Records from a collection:
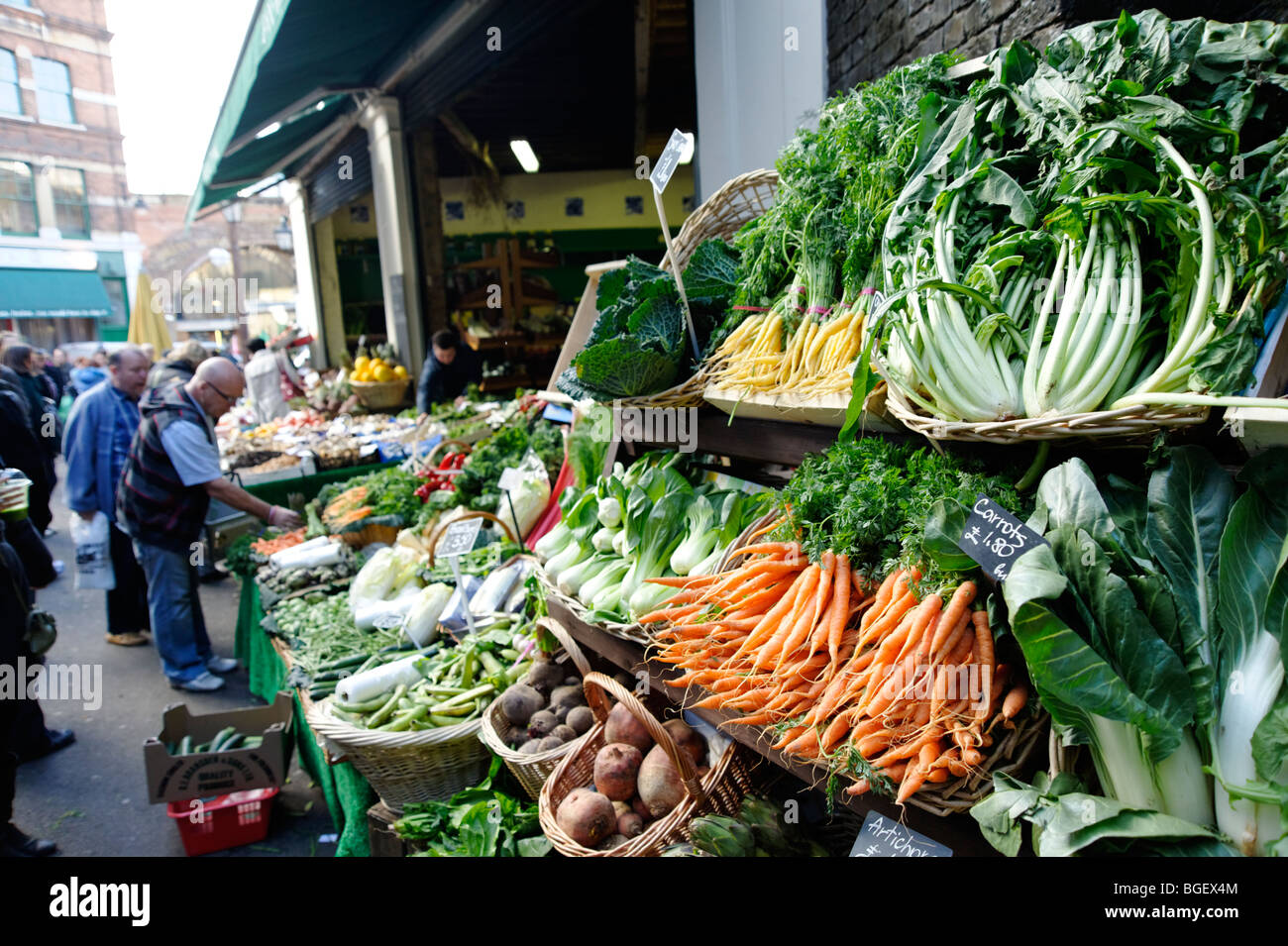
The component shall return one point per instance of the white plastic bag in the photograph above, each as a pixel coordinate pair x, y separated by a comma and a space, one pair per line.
93, 541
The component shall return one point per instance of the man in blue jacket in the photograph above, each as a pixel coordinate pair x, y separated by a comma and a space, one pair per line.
97, 444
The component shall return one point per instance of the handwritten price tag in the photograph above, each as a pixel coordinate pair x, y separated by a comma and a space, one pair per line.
995, 538
884, 837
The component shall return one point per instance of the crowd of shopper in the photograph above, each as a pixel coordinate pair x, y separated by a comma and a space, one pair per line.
141, 452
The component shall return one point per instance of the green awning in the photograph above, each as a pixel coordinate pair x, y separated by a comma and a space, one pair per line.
296, 54
52, 293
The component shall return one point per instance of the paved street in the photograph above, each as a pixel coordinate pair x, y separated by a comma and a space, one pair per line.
90, 796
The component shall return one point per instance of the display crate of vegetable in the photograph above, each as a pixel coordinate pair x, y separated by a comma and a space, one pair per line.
513, 730
1057, 269
639, 343
415, 731
638, 768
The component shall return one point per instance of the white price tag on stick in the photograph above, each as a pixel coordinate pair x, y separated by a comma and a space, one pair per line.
459, 538
661, 176
669, 159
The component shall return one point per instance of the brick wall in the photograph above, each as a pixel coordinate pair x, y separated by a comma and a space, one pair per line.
867, 38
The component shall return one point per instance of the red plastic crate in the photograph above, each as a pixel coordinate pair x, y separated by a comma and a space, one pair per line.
224, 821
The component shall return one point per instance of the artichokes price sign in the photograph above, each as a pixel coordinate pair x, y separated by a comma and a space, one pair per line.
995, 538
884, 837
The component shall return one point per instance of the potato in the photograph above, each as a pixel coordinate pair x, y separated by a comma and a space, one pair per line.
631, 825
519, 703
544, 676
541, 723
587, 816
688, 740
623, 727
581, 719
616, 769
567, 696
660, 783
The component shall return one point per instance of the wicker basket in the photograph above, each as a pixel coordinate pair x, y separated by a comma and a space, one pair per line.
532, 770
421, 766
720, 215
1137, 422
380, 394
635, 633
719, 791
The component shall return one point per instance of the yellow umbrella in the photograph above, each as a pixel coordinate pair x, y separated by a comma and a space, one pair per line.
147, 325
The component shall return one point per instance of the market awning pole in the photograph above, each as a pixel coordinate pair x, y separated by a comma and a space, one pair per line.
675, 271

■ Short problem ■
Copy every line above word for word, leaving out the pictures.

■ Result of the exercise ■
The component shall return one point per instance of the white plastic bag in the photograph above, each as a pixel coordinate pair x, y separated by a comma and a space, one pair per line.
93, 541
The component shall return one point per instance of the man in blue jacket in the photograph above, each as a pixel coordinate pair x, y separated by a comma and a space, one pair per line.
97, 444
The component shall return one point per instance of the handwritten price tag in the photograph above, each as a pixel coordinate pair x, y separated by a comma and a space, one pair per line.
995, 538
884, 837
The component shall return one point per instance of the crowd of shopper in the photograph above, each as a pixel coordinate pair x, y separated by a comma and a space, one pair per line.
141, 452
The component shall return one point per instance of the green awning in the photograph above, each as a pixel coordinate pair x, y separated by a comma and a space, one pair per line.
296, 54
52, 293
The component shall return one point per instance of the paved street in the photograph above, each as a pixel coordinate pair x, y separated by a comma and a space, one pair per line.
90, 796
The component shall return one point per instance of the display crate of vegetable in the photograph above, each as a pixel coordinate pair x, y separated by a comma and a space, one pair per line.
513, 730
1057, 269
639, 343
415, 731
638, 768
The component shall return one point per instance of the white price tag on stick in the photograph above, each as a pixel coordinate pair x, y separated by a comma and a space, one pair per line.
459, 538
661, 176
669, 159
The component shall return one point per instance of the brick wall in the photograph above, each as a pixel coordinate pair x, y separated by a comma and a space, one pair per line.
867, 38
The component shall return one point per instance of the red plastic crate in the photograph above, each as a pixel coordinate pair x, y separated by a comma and a space, one pair per line.
224, 821
The component shall return one point per instance of the artichokes price sign in the photograph above, each as a pixel coordinate pair x, y separated by a comma and a space, one pair per line.
995, 538
884, 837
The component shall return one point per instance of the potato in the photograph above, each as a pixel coordinate pair x, y separated by a comma and a space, one pair per line.
631, 825
519, 703
544, 676
541, 723
587, 816
688, 740
623, 727
581, 719
616, 769
567, 696
660, 783
The component shall return one point per instance of the wicker basket in the photograph above, each as a pixel coordinate pair x, y separated by a comma and a space, one pair per line.
532, 770
421, 766
720, 215
1137, 422
380, 394
635, 633
719, 791
The component shall return one point per instance of the yellow umbrella in the photograph above, each as a pixel coordinate pair x, y separated by a comma and a space, one pair per line.
147, 325
The component shall return one point per instance of the market awning pole in the photograph above, each as a pixel coordinate pair x, y separated by a comma and a space, one pair per line.
675, 271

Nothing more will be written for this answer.